- DATA ROWS -
• • • • • • •

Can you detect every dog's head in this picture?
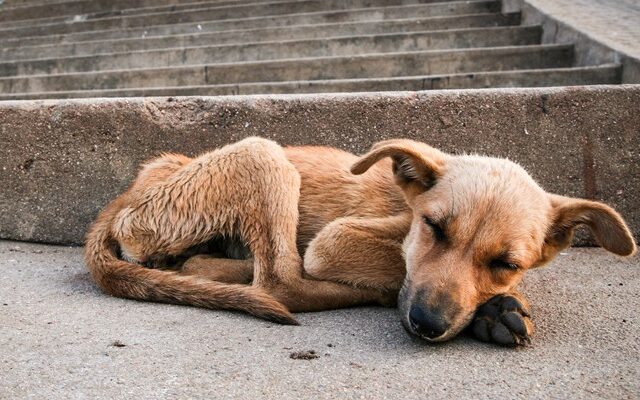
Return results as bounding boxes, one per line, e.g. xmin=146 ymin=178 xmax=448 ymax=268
xmin=352 ymin=140 xmax=636 ymax=341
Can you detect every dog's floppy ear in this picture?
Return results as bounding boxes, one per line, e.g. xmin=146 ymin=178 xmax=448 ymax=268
xmin=351 ymin=139 xmax=447 ymax=190
xmin=546 ymin=195 xmax=636 ymax=256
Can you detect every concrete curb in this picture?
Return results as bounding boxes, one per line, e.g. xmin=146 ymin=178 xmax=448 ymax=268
xmin=0 ymin=85 xmax=640 ymax=244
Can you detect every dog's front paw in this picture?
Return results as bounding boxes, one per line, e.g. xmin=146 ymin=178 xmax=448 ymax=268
xmin=471 ymin=294 xmax=533 ymax=346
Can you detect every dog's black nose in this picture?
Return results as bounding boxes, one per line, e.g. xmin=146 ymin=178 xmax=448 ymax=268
xmin=409 ymin=304 xmax=447 ymax=339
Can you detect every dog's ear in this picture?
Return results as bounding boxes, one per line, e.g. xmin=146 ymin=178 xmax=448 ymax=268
xmin=351 ymin=139 xmax=447 ymax=191
xmin=545 ymin=194 xmax=636 ymax=256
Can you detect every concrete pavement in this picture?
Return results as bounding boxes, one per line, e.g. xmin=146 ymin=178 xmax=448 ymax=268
xmin=0 ymin=241 xmax=640 ymax=399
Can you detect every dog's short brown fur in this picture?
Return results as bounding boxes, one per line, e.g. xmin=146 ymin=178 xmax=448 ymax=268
xmin=85 ymin=138 xmax=636 ymax=344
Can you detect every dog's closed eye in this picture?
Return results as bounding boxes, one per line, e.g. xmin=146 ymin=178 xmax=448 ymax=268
xmin=422 ymin=215 xmax=447 ymax=242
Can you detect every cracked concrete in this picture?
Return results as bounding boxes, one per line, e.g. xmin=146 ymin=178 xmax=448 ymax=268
xmin=0 ymin=241 xmax=640 ymax=399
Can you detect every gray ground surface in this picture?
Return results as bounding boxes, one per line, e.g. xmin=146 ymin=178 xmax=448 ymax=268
xmin=0 ymin=241 xmax=640 ymax=399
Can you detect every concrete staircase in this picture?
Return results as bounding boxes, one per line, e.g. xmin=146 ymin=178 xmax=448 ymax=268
xmin=0 ymin=0 xmax=622 ymax=100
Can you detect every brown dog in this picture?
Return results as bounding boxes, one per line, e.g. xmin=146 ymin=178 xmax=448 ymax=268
xmin=85 ymin=138 xmax=636 ymax=344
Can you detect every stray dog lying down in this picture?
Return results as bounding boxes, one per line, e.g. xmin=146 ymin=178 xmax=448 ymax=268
xmin=85 ymin=137 xmax=636 ymax=345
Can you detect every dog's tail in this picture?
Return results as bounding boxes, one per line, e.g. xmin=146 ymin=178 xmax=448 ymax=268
xmin=85 ymin=200 xmax=297 ymax=325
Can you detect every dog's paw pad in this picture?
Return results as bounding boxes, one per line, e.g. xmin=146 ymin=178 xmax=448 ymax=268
xmin=471 ymin=295 xmax=533 ymax=346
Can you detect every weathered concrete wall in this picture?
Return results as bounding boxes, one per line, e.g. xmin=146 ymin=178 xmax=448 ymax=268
xmin=0 ymin=85 xmax=640 ymax=243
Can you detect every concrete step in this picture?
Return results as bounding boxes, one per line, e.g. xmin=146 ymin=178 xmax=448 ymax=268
xmin=0 ymin=0 xmax=274 ymax=26
xmin=0 ymin=64 xmax=622 ymax=100
xmin=0 ymin=0 xmax=460 ymax=27
xmin=0 ymin=13 xmax=520 ymax=61
xmin=0 ymin=26 xmax=542 ymax=76
xmin=0 ymin=45 xmax=573 ymax=93
xmin=0 ymin=0 xmax=500 ymax=38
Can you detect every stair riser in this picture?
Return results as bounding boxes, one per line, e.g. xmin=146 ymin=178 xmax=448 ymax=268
xmin=0 ymin=0 xmax=258 ymax=22
xmin=0 ymin=14 xmax=520 ymax=61
xmin=0 ymin=67 xmax=622 ymax=100
xmin=0 ymin=46 xmax=573 ymax=93
xmin=0 ymin=0 xmax=470 ymax=27
xmin=0 ymin=0 xmax=500 ymax=38
xmin=0 ymin=27 xmax=541 ymax=76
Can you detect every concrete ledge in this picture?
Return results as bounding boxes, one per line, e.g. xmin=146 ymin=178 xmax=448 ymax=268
xmin=0 ymin=85 xmax=640 ymax=244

• • • • • • •

- TASK OBJECTIVE -
Update all of the lines above by putting "cement" wherever "concrete" appears and leaving everything else unchanged. Omit the pictures from your answer.

- RESULT -
Can you detect every dog's head in this picture?
Return results as bounding boxes, one per line, e.g. xmin=146 ymin=178 xmax=448 ymax=268
xmin=352 ymin=140 xmax=636 ymax=341
Can you detect every dog's floppy ear in this picture?
Return results as bounding boxes, one per line, e.g. xmin=146 ymin=178 xmax=448 ymax=268
xmin=351 ymin=139 xmax=447 ymax=190
xmin=546 ymin=195 xmax=636 ymax=256
Can you detect every cement curb in this picture?
Return results as bounding boxes, one per line, e.g. xmin=146 ymin=178 xmax=448 ymax=268
xmin=0 ymin=85 xmax=640 ymax=244
Can you detect every dog's front paw in this picture?
Return results as bounding boxes, one per line, e.g. xmin=146 ymin=178 xmax=448 ymax=268
xmin=471 ymin=294 xmax=533 ymax=346
Can you detect every dog's black nose in this picture?
Return results as bounding boxes, one per line, e.g. xmin=146 ymin=178 xmax=448 ymax=268
xmin=409 ymin=304 xmax=447 ymax=339
Can you detect every dog's ear in this picture?
Return results as bounding boxes, one per line, e.g. xmin=146 ymin=178 xmax=448 ymax=268
xmin=351 ymin=139 xmax=447 ymax=191
xmin=545 ymin=194 xmax=636 ymax=256
Can you detect every cement pavement in this picture?
Return results as bounding boxes, one per line, e.g. xmin=146 ymin=178 xmax=448 ymax=268
xmin=0 ymin=241 xmax=640 ymax=399
Can you detect every dog's short brown fur in this picture?
Return results as bounding boxes, one per line, e.g. xmin=146 ymin=178 xmax=448 ymax=268
xmin=85 ymin=138 xmax=636 ymax=344
Can you detect every dog's closed eye in this picture?
Return results as bounding boxes, one per line, e.g. xmin=146 ymin=178 xmax=448 ymax=268
xmin=422 ymin=215 xmax=447 ymax=242
Can you detect every cracked cement in this picture?
Return results as bounding boxes, one per line, e.g. xmin=146 ymin=178 xmax=448 ymax=268
xmin=0 ymin=241 xmax=640 ymax=399
Can you detect every gray ground surface in this picture?
Return results as bounding boxes, one per line, e.g. xmin=146 ymin=178 xmax=448 ymax=268
xmin=0 ymin=241 xmax=640 ymax=399
Can you detect every cement staircase in this picture?
Return results as bounding boxes, one per line, e.g. xmin=146 ymin=178 xmax=448 ymax=268
xmin=0 ymin=0 xmax=622 ymax=100
Can you detect every brown dog in this picture?
Return results as bounding boxes, one per line, e.g. xmin=146 ymin=178 xmax=448 ymax=268
xmin=85 ymin=138 xmax=636 ymax=344
Can you detect every stray dog lying down in this picture?
Return results as bounding boxes, one per line, e.g. xmin=146 ymin=178 xmax=448 ymax=268
xmin=85 ymin=137 xmax=636 ymax=345
Can you detect every dog's tail in this picture?
Return results as bounding boxes, one per line, e.g. xmin=146 ymin=178 xmax=448 ymax=268
xmin=85 ymin=200 xmax=297 ymax=325
Can you detect every dog's paw pad in this picture?
Return results as bounding boxes, one per line, e.g. xmin=146 ymin=178 xmax=448 ymax=268
xmin=471 ymin=295 xmax=533 ymax=346
Can you detect every weathered cement wall in this picture?
Return results as bounding boxes, one per line, e.g. xmin=146 ymin=178 xmax=448 ymax=268
xmin=0 ymin=85 xmax=640 ymax=243
Can you detect every cement step in this picture?
Return results as bounding boxes, one per line, e.g. xmin=146 ymin=178 xmax=448 ymax=268
xmin=0 ymin=0 xmax=274 ymax=26
xmin=0 ymin=64 xmax=622 ymax=100
xmin=0 ymin=0 xmax=460 ymax=27
xmin=0 ymin=13 xmax=520 ymax=61
xmin=0 ymin=26 xmax=542 ymax=76
xmin=0 ymin=45 xmax=573 ymax=93
xmin=0 ymin=0 xmax=500 ymax=38
Can you detect every stair riser in this picture?
Return results as bounding boxes, one per line, e.g. xmin=146 ymin=178 xmax=448 ymax=268
xmin=0 ymin=0 xmax=258 ymax=22
xmin=0 ymin=14 xmax=520 ymax=61
xmin=0 ymin=67 xmax=622 ymax=100
xmin=0 ymin=46 xmax=573 ymax=93
xmin=0 ymin=0 xmax=470 ymax=27
xmin=0 ymin=0 xmax=500 ymax=38
xmin=0 ymin=27 xmax=541 ymax=76
Can you detect every cement ledge in this picture?
Return results as bounding boxes, one per line, e.g. xmin=146 ymin=178 xmax=448 ymax=268
xmin=0 ymin=85 xmax=640 ymax=244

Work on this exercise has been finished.